_Instructions for the task:_
In the entries below, the word "flying" appears on some lines. Copy each of those lines.

[[ Materials provided, beginning ]]

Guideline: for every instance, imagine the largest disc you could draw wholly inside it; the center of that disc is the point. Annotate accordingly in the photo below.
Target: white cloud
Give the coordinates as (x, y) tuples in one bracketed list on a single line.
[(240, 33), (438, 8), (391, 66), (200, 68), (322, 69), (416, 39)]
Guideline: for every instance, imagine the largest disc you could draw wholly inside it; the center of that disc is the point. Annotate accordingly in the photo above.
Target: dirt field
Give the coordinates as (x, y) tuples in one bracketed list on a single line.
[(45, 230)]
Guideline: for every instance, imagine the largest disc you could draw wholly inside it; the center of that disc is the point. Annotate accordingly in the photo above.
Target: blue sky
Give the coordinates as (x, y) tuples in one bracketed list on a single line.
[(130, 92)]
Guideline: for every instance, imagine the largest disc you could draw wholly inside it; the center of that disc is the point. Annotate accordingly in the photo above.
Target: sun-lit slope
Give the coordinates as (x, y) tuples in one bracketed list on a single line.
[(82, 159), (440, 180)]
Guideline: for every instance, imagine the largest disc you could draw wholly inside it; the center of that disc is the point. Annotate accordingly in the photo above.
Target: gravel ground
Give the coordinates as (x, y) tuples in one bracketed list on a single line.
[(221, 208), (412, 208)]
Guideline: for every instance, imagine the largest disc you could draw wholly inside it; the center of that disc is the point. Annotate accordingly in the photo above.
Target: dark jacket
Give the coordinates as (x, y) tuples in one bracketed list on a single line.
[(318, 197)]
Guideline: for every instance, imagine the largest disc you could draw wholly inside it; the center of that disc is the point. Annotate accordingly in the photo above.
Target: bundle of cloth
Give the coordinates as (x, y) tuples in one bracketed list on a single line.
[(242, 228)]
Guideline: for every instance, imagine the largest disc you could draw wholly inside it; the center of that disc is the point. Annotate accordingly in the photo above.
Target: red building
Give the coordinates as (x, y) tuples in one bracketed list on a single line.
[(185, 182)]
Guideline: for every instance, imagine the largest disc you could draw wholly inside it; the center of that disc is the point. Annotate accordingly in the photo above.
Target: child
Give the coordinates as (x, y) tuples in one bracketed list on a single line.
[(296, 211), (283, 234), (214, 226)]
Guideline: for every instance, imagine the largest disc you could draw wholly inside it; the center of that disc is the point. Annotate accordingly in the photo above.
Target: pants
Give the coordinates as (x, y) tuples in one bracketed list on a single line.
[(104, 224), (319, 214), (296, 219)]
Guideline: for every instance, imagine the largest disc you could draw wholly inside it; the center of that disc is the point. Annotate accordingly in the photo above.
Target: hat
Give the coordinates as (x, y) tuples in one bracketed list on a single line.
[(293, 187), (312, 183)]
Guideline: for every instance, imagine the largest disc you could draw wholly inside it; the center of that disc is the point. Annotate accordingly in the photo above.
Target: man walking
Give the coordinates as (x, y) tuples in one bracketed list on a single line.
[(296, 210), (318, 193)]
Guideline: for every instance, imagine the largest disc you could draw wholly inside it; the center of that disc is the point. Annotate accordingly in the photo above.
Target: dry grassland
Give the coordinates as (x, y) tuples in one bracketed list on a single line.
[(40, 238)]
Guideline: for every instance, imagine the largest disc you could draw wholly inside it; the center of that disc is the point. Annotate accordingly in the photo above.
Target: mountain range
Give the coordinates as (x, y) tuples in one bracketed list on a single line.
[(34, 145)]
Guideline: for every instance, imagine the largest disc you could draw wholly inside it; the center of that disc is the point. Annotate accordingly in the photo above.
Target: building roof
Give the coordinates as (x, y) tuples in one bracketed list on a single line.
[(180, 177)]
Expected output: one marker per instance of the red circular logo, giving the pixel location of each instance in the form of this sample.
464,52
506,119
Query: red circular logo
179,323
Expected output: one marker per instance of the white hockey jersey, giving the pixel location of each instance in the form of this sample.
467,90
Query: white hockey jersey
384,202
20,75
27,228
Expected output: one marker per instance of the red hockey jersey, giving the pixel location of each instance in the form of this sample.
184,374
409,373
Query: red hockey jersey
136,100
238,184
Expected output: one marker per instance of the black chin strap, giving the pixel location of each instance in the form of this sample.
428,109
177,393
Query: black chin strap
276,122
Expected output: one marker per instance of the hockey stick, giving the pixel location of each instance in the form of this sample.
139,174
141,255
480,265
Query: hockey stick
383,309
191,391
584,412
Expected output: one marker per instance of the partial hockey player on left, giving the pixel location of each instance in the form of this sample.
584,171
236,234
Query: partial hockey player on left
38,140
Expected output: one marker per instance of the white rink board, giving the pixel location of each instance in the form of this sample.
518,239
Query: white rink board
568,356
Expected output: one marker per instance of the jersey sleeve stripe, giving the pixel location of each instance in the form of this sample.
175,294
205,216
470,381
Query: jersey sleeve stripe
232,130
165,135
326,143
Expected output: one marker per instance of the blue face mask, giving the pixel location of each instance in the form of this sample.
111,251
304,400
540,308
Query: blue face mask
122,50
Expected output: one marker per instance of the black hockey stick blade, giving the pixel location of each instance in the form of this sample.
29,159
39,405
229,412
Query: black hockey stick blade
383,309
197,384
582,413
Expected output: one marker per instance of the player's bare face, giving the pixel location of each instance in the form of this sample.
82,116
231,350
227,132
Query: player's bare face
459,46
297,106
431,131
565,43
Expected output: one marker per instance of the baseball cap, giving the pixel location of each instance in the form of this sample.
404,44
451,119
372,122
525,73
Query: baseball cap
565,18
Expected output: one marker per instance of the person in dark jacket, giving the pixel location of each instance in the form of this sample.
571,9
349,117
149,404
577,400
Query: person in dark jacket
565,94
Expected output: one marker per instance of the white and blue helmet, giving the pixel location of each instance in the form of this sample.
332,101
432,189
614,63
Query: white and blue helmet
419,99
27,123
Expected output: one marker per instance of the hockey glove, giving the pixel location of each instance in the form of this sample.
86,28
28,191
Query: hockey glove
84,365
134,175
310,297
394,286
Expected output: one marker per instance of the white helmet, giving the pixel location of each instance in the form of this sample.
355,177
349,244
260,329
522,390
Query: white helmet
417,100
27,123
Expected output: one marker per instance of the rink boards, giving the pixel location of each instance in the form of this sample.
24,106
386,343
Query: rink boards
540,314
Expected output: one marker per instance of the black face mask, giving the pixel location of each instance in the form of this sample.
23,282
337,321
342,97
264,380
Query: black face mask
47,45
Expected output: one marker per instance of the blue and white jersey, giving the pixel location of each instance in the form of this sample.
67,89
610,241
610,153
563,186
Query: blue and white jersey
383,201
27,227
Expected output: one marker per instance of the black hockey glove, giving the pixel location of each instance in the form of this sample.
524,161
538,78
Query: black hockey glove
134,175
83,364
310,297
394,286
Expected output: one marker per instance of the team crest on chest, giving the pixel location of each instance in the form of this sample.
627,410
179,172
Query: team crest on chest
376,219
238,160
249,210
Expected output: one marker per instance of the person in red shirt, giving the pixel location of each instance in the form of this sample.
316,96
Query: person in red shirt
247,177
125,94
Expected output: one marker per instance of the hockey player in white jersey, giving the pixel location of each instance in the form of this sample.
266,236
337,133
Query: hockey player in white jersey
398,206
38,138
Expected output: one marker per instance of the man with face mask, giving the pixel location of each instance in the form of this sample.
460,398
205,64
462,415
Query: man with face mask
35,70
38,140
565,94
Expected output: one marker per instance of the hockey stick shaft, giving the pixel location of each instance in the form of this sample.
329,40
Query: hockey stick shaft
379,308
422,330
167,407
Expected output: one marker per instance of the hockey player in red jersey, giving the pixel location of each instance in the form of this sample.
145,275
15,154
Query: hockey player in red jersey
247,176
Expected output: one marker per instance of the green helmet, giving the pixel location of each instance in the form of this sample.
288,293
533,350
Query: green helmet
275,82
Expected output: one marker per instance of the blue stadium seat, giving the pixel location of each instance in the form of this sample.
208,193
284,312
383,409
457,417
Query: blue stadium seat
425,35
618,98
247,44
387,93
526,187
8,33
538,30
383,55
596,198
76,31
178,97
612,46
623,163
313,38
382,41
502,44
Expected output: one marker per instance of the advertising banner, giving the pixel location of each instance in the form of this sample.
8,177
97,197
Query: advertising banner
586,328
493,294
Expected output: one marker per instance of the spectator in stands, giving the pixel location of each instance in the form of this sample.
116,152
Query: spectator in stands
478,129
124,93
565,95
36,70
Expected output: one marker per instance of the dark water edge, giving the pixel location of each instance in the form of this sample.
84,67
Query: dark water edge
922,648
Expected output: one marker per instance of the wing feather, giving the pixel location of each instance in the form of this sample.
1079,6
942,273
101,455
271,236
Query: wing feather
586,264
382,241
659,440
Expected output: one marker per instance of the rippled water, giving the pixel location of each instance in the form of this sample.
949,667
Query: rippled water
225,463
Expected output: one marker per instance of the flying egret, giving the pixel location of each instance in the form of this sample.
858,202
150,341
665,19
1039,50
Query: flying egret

[[ Materials provided, end ]]

_Task result:_
Expected output: one marker per instance of the flying egret, giving the pixel location of each instance in the form of this sample.
Query: flying egret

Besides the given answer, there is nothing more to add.